Labeled area outline entries:
-- -- --
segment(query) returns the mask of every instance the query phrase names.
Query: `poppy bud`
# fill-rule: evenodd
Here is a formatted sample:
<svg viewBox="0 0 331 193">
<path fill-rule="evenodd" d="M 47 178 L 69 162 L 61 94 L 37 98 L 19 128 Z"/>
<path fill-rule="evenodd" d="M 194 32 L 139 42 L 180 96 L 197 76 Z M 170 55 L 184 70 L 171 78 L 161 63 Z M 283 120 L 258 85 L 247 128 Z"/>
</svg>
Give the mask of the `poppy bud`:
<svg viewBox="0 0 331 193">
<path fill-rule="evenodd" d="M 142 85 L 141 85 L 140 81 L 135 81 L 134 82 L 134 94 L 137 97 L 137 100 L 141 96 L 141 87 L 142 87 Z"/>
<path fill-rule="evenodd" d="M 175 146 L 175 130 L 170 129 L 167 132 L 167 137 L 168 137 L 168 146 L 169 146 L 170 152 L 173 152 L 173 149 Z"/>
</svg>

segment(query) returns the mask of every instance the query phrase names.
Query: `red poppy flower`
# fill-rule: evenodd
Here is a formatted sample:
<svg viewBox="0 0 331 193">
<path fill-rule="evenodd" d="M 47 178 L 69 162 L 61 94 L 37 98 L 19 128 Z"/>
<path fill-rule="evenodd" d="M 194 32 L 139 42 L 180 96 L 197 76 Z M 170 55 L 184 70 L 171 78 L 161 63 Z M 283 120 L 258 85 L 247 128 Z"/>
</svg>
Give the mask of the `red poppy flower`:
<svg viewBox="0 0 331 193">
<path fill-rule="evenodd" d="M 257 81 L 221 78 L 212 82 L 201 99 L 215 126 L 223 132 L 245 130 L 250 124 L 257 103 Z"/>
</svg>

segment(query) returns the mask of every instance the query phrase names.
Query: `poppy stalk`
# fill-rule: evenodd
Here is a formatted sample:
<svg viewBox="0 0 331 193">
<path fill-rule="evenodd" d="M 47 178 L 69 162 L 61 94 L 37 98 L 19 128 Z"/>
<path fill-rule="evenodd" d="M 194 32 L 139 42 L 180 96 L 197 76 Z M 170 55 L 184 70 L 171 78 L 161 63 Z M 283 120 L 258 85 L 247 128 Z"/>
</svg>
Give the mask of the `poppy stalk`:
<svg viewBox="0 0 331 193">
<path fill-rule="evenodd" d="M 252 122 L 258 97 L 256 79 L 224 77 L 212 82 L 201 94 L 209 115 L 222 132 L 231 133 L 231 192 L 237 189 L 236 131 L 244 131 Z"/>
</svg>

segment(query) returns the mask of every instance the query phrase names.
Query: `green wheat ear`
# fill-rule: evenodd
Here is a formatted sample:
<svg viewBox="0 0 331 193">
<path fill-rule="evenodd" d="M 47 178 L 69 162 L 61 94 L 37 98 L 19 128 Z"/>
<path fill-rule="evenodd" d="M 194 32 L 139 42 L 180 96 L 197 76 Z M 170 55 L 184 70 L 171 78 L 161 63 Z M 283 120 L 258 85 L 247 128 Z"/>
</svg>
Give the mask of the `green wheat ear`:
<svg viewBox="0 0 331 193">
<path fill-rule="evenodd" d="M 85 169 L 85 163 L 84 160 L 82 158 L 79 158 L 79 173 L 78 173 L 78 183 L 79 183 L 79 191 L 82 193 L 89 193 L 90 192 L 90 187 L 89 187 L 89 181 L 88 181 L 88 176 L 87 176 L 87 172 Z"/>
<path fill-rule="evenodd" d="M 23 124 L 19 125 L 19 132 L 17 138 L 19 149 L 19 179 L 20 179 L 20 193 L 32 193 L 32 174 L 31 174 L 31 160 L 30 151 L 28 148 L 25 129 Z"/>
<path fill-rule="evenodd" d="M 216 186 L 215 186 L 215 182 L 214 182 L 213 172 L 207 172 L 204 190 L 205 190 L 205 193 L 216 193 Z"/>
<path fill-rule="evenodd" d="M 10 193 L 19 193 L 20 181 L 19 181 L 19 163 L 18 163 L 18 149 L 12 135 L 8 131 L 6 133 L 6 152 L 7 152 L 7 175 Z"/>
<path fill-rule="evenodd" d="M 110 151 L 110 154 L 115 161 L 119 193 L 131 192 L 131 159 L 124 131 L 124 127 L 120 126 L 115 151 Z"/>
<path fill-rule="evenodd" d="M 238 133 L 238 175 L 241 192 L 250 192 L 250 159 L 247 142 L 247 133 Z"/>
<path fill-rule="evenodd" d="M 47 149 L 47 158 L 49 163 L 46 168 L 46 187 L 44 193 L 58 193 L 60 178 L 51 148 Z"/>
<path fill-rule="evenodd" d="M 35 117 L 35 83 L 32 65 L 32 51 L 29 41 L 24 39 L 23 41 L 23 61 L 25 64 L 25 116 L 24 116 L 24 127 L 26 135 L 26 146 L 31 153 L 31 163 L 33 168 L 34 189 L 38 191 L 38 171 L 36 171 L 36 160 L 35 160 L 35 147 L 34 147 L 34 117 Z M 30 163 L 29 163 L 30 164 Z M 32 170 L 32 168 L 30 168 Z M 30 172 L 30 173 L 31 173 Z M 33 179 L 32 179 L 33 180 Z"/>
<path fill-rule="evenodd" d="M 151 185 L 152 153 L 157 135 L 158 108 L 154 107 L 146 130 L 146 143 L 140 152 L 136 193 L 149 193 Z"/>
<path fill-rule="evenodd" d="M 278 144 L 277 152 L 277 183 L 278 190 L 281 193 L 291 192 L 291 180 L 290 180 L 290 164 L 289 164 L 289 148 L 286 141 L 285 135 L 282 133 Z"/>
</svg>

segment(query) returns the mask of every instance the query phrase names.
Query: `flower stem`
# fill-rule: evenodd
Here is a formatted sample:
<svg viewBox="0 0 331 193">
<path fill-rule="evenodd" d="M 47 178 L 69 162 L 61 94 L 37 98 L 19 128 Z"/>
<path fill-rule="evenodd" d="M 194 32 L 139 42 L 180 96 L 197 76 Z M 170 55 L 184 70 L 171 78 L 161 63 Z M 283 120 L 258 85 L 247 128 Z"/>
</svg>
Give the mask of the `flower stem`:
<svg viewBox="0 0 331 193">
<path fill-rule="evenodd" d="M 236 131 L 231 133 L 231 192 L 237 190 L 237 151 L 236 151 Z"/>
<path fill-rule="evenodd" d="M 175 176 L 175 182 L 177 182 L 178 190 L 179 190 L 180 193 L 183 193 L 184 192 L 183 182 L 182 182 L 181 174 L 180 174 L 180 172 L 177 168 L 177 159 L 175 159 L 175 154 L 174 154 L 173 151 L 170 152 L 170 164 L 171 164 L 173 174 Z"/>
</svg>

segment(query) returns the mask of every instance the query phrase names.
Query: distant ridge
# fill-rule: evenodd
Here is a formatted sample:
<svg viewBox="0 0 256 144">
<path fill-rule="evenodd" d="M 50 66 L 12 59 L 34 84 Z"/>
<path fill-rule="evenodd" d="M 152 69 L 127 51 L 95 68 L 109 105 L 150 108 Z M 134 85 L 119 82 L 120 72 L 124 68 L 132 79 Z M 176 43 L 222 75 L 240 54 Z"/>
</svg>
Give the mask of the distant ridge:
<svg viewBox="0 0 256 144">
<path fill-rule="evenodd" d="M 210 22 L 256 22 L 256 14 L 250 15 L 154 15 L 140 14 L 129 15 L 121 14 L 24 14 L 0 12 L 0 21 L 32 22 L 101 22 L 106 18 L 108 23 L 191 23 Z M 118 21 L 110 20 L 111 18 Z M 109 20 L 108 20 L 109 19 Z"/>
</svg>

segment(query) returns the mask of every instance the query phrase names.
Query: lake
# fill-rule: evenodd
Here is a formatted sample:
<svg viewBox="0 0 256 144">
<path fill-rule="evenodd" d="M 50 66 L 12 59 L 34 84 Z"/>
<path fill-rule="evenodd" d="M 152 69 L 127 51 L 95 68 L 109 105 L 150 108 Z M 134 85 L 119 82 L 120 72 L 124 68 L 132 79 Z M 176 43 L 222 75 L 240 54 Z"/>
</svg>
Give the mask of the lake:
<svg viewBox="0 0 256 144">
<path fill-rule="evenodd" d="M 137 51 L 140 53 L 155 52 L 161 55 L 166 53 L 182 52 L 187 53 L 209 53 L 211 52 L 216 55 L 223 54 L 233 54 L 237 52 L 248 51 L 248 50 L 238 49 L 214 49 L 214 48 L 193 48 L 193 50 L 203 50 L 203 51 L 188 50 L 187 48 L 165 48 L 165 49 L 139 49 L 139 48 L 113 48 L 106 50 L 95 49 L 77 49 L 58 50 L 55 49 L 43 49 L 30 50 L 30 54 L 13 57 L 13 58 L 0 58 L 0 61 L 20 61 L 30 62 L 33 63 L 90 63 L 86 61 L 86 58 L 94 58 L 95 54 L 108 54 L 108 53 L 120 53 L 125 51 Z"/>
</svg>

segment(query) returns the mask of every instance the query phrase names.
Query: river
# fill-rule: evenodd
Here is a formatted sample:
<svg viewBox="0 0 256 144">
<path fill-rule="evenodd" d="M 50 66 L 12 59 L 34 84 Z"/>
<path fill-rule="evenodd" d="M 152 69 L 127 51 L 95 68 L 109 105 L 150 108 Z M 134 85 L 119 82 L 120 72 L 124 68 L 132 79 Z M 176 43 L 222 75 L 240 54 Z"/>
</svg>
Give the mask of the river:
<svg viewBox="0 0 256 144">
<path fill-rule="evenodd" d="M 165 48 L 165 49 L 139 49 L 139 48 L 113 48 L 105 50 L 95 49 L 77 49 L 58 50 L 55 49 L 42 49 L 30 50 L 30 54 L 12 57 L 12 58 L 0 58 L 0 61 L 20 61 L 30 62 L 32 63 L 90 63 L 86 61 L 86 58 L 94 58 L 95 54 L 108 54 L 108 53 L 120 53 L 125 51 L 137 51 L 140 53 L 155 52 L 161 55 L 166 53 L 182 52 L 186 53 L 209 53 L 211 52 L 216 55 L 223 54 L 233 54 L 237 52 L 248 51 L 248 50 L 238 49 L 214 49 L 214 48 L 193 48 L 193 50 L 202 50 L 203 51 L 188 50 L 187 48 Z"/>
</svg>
-- -- --
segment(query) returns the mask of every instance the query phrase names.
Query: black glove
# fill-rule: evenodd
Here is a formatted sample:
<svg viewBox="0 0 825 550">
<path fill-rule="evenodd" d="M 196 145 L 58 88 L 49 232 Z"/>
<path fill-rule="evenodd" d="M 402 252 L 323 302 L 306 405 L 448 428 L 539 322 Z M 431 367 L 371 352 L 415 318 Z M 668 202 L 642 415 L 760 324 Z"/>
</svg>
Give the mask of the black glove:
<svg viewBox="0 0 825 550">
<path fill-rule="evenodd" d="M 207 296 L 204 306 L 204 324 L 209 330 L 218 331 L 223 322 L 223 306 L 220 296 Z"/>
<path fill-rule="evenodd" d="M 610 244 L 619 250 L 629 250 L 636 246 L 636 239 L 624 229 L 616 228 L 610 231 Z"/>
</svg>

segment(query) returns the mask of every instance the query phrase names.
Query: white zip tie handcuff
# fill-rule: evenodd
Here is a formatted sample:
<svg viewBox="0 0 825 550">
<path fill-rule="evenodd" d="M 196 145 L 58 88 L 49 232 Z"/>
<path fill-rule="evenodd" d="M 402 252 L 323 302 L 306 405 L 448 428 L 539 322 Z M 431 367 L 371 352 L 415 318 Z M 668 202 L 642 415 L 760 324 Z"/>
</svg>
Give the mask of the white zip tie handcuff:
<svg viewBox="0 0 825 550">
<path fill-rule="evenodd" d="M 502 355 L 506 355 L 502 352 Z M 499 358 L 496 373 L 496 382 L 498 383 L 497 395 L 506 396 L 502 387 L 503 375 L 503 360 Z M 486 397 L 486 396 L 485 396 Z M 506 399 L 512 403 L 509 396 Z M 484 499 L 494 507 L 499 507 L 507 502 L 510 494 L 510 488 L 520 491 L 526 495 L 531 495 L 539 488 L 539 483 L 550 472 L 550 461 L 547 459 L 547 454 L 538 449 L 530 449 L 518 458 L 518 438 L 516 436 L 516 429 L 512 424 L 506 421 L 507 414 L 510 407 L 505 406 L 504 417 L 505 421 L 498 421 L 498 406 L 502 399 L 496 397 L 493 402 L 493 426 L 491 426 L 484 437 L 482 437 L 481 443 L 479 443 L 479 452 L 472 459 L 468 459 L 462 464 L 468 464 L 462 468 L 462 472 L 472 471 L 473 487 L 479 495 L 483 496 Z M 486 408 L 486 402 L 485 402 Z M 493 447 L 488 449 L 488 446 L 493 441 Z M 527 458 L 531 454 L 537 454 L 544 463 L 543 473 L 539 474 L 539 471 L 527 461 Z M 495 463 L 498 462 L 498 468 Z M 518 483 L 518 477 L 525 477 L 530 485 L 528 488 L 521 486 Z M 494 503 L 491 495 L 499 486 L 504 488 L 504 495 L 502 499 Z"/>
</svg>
-- -- --
## INSTRUCTIONS FOR THE TASK
Count the lines of the material that contain the string "wheat". Give only the number.

## EXERCISE RESULT
2